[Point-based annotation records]
━━━━━━━━

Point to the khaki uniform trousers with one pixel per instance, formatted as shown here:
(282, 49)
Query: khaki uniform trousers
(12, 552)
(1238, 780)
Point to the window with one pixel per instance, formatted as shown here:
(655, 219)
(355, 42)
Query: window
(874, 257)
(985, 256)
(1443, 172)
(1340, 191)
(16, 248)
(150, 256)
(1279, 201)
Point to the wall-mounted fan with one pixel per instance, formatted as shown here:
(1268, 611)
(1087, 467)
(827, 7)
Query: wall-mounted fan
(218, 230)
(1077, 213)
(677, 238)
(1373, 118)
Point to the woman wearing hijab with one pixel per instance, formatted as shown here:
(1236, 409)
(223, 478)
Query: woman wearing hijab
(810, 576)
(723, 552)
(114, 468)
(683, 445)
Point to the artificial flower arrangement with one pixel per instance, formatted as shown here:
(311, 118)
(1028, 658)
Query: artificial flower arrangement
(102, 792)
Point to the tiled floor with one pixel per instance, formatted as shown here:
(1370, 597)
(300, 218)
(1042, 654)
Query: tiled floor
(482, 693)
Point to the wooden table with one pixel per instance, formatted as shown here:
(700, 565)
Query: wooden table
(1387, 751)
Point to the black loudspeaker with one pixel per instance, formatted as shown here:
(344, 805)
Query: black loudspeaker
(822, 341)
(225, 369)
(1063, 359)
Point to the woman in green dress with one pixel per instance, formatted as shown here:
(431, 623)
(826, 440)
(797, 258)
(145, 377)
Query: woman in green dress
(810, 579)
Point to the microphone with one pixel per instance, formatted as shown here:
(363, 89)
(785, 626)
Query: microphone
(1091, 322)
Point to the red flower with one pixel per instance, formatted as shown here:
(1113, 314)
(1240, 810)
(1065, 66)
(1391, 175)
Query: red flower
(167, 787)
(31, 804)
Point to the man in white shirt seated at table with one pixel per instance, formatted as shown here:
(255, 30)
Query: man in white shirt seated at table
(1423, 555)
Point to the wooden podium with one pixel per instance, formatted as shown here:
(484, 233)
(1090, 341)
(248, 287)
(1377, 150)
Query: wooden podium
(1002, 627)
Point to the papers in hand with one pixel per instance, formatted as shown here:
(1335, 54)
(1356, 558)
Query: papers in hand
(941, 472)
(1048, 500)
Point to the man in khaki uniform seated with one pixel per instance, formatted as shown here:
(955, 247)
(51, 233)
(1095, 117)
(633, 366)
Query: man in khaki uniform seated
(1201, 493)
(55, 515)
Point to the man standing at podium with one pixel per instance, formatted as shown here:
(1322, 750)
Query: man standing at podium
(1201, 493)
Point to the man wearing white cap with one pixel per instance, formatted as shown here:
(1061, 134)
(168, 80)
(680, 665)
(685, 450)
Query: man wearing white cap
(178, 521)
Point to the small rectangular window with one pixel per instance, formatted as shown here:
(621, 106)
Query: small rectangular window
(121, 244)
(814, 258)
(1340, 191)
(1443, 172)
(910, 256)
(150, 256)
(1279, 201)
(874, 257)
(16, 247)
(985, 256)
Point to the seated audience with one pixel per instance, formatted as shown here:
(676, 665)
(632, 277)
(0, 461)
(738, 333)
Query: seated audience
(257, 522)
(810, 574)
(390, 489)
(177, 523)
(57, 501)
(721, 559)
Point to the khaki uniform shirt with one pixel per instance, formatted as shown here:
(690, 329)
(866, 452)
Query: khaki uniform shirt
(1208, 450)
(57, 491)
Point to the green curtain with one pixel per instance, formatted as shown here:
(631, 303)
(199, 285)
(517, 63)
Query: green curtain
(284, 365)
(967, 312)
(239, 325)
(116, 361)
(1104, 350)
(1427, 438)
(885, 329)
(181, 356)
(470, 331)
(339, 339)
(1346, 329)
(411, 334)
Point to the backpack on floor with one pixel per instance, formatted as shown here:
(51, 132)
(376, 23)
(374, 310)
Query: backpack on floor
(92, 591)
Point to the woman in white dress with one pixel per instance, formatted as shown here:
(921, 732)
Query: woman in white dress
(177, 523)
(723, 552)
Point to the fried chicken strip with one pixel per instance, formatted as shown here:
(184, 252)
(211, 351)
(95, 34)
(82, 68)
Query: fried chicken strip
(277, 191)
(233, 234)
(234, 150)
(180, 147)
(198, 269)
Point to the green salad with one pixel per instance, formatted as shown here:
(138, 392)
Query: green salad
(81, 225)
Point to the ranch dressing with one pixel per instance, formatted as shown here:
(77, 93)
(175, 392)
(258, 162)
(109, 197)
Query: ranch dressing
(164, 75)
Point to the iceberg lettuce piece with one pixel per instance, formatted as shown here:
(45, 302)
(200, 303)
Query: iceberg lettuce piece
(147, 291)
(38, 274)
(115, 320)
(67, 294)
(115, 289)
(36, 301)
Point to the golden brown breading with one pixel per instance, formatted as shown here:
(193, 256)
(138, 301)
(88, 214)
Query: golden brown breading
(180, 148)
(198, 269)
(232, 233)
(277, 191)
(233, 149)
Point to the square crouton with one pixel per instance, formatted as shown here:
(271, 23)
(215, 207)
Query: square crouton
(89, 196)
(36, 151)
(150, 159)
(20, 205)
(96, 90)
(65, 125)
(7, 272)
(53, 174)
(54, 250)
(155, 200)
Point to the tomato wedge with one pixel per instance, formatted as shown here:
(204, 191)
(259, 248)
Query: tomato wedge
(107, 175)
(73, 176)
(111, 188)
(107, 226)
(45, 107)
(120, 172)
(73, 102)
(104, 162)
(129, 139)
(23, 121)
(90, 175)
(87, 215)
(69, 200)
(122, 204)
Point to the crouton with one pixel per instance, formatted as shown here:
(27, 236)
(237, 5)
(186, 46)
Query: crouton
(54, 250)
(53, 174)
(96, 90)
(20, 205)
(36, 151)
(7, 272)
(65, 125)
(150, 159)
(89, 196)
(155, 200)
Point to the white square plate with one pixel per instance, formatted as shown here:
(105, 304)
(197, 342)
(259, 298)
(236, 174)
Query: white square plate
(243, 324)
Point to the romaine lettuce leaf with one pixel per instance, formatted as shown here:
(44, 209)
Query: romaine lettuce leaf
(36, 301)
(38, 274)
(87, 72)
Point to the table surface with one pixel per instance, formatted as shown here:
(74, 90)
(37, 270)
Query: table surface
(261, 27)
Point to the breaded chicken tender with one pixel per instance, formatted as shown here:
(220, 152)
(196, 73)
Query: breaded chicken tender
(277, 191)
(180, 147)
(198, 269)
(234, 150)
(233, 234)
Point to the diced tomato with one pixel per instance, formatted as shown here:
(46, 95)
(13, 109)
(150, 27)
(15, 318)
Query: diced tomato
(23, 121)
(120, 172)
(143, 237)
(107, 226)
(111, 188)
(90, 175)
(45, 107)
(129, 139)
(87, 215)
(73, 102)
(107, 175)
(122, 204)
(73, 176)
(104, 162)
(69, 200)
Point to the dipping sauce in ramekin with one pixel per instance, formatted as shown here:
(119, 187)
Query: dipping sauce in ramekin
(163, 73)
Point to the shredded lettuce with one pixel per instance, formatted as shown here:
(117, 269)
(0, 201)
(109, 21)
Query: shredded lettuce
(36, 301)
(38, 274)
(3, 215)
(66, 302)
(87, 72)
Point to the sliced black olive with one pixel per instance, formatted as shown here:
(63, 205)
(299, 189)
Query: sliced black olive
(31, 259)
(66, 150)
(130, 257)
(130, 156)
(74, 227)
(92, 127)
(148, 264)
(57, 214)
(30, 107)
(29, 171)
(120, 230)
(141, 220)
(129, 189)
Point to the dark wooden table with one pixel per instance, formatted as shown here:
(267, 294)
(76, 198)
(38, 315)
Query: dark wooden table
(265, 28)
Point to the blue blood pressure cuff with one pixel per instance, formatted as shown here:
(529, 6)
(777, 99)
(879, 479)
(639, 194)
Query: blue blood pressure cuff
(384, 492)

━━━━━━━━

Rewrite all of the records above, substituting "one point per object" for each occurrence of "one pixel per instance". Leave everything else unchanged.

Point to the khaki uniform trousers with one point per object, formatted as shown here:
(282, 49)
Query: khaki uniform trousers
(12, 552)
(1238, 780)
Point to the window with one point per object, formatted as shown here:
(655, 219)
(355, 42)
Query: window
(874, 257)
(985, 256)
(1443, 172)
(1340, 191)
(16, 248)
(150, 256)
(1279, 201)
Point to the wall-mounted fan with one point per object, formatted as shown here:
(1268, 611)
(1087, 467)
(827, 7)
Query: wall-mounted fan
(218, 230)
(1077, 213)
(677, 238)
(1373, 118)
Point to the woman wearing hijab with one point per object, formatted as shown here:
(1236, 409)
(223, 478)
Query: woman wearing hijab
(810, 576)
(723, 552)
(114, 468)
(683, 445)
Point to the artificial flower arrangement with one point per object, formatted as shown here:
(311, 118)
(1028, 658)
Query: artificial flower arrangement
(102, 792)
Point to the tiled floor with one point per object, formatted as shown here:
(1370, 597)
(300, 218)
(1042, 654)
Query: tiled floor
(482, 693)
Point to the wooden table with one point per object, formatted as shown here:
(700, 565)
Query: wooden table
(1387, 751)
Point to the black loudspeaker with one point per object, formatted as shown here:
(344, 805)
Query: black loudspeaker
(822, 341)
(225, 369)
(1063, 359)
Point to the woman in green dress with one point per object, formatted as shown here:
(431, 623)
(826, 440)
(797, 258)
(145, 377)
Query: woman in green dress
(810, 579)
Point to the microphone with one point per object, formatted as shown here:
(363, 89)
(785, 626)
Query: microphone
(1091, 322)
Point to the red flower with one point per object, formatted as shown here:
(1113, 314)
(1240, 810)
(1065, 66)
(1391, 175)
Query: red flower
(167, 787)
(31, 804)
Point to the man in white shirt seated at table with one point per object, formatted as shown here:
(255, 30)
Query: man in white shirt seated at table
(1423, 555)
Point to the wooden podium with one point per object, formatted as shown here:
(484, 233)
(1090, 341)
(248, 287)
(1377, 150)
Query: wooden podium
(1002, 627)
Point to the papers in hand with one point per object, formatted as shown here:
(1335, 54)
(1356, 558)
Query: papers in hand
(941, 472)
(1048, 500)
Point to the man in khaki uniform seated with one point per object, formatted as shown here:
(955, 247)
(51, 233)
(1095, 117)
(633, 366)
Query: man in khaki uniform seated
(1201, 493)
(55, 515)
Point to the man standing at podium with one point per object, formatted as shown here:
(1322, 750)
Query: man standing at podium
(1201, 493)
Point to the man wearing white cap with one point per object, formatted as shown here:
(1061, 134)
(168, 80)
(680, 665)
(685, 450)
Query: man wearing white cap
(178, 521)
Point to the small rectangular window with one point per object, formatted as shown here:
(621, 106)
Query: small rectangular window
(121, 244)
(814, 258)
(1340, 191)
(1443, 172)
(910, 256)
(150, 256)
(1279, 201)
(874, 257)
(16, 247)
(985, 256)
Point to the seated audience with one point per object, formatted as shown here:
(676, 665)
(632, 277)
(0, 461)
(738, 333)
Query: seated audience
(257, 522)
(810, 574)
(390, 489)
(177, 523)
(57, 501)
(721, 559)
Point to the khaki uniform shirt with one point per object, formatted as shown here:
(690, 329)
(866, 452)
Query: khaki uniform shirt
(1208, 450)
(57, 491)
Point to the green curtain with one point per object, formatted as shown here:
(631, 303)
(199, 285)
(517, 63)
Query: green curtain
(284, 365)
(967, 312)
(239, 325)
(116, 361)
(1104, 350)
(1427, 438)
(885, 329)
(181, 356)
(470, 331)
(339, 339)
(1346, 329)
(411, 334)
Point to the backpack on floor with one point per object, formatted as shown here:
(51, 132)
(376, 23)
(374, 310)
Query: backpack on floor
(92, 591)
Point to the woman in white dress with one point per object, formatted as shown here:
(921, 732)
Query: woman in white dress
(177, 523)
(723, 552)
Point to the fried chicken strip with one point per object, formatted as shown here:
(184, 252)
(211, 351)
(95, 34)
(82, 68)
Query: fried chicken strip
(277, 191)
(233, 234)
(234, 150)
(180, 147)
(198, 269)
Point to the green salad with one point per object, formatted as shown here:
(138, 392)
Query: green salad
(81, 225)
Point to the ranch dressing with one point per object, formatted as shown here:
(77, 93)
(175, 392)
(258, 162)
(109, 197)
Query: ranch dressing
(164, 75)
Point to the iceberg lettuce piece with one point per object, formatted as shown here:
(45, 302)
(200, 303)
Query: iceberg lettuce piece
(147, 291)
(38, 274)
(115, 320)
(67, 294)
(115, 289)
(36, 301)
Point to the golden brown breading with one point per object, formatted as shown here:
(193, 256)
(138, 301)
(88, 214)
Query: golden brown breading
(180, 148)
(198, 269)
(232, 233)
(277, 191)
(233, 149)
Point to the square crouton with one point per object, formatted as shown here:
(271, 23)
(215, 207)
Query: square crouton
(89, 196)
(36, 151)
(150, 159)
(20, 205)
(96, 90)
(65, 125)
(7, 272)
(53, 174)
(54, 250)
(155, 200)
Point to the tomato wedge with one point per object, formatted as shown here:
(204, 191)
(259, 248)
Query: tomato wedge
(107, 175)
(73, 176)
(111, 188)
(107, 226)
(45, 107)
(120, 172)
(73, 102)
(104, 162)
(129, 139)
(23, 121)
(90, 175)
(87, 215)
(69, 200)
(122, 204)
Point to the crouton with one point per object, formatted as shown here:
(27, 236)
(237, 5)
(186, 46)
Query: crouton
(54, 250)
(53, 174)
(96, 90)
(20, 205)
(36, 151)
(7, 272)
(65, 125)
(150, 159)
(89, 196)
(155, 200)
Point to the white square plate with one point per object, formatted as shown here:
(105, 304)
(197, 342)
(259, 298)
(236, 174)
Query: white square plate
(243, 324)
Point to the romaine lettuce leaf with one point per object, formatted as shown here:
(44, 209)
Query: romaine lettuce leaf
(36, 301)
(38, 274)
(87, 72)
Point to the table surface with one point per object, formatted as shown here:
(74, 90)
(37, 270)
Query: table surface
(261, 27)
Point to the breaded chicken tender with one point per object, formatted as shown here:
(220, 152)
(196, 73)
Query: breaded chicken tender
(277, 191)
(180, 147)
(198, 269)
(234, 150)
(233, 234)
Point to the diced tomato with one point per object, formatted as shown here:
(46, 95)
(13, 109)
(150, 27)
(15, 318)
Query: diced tomato
(23, 121)
(120, 172)
(143, 237)
(107, 226)
(111, 188)
(90, 175)
(45, 107)
(129, 139)
(87, 215)
(73, 102)
(107, 175)
(122, 204)
(73, 176)
(104, 162)
(69, 200)
Point to the dipping sauce in ramekin with one point per object, formatted as shown here:
(119, 187)
Query: dipping sauce in ramekin
(163, 73)
Point to the shredded lettuce with one point per object, formatted as shown here:
(117, 269)
(0, 201)
(109, 21)
Query: shredded lettuce
(36, 301)
(38, 274)
(3, 215)
(66, 302)
(87, 72)
Point to the sliced black olive with one point per object, formatted as shown here:
(63, 205)
(299, 189)
Query: sliced black olive
(31, 259)
(66, 150)
(130, 257)
(130, 156)
(74, 227)
(92, 127)
(148, 264)
(57, 214)
(30, 107)
(29, 171)
(120, 230)
(141, 220)
(129, 189)
Point to the dark wooden table with one point per object, formatted as shown here:
(267, 294)
(76, 198)
(38, 315)
Query: dark wooden table
(265, 28)
Point to the blue blood pressure cuff with one point per object, formatted as shown here:
(529, 6)
(777, 99)
(879, 479)
(639, 194)
Query: blue blood pressure cuff
(384, 492)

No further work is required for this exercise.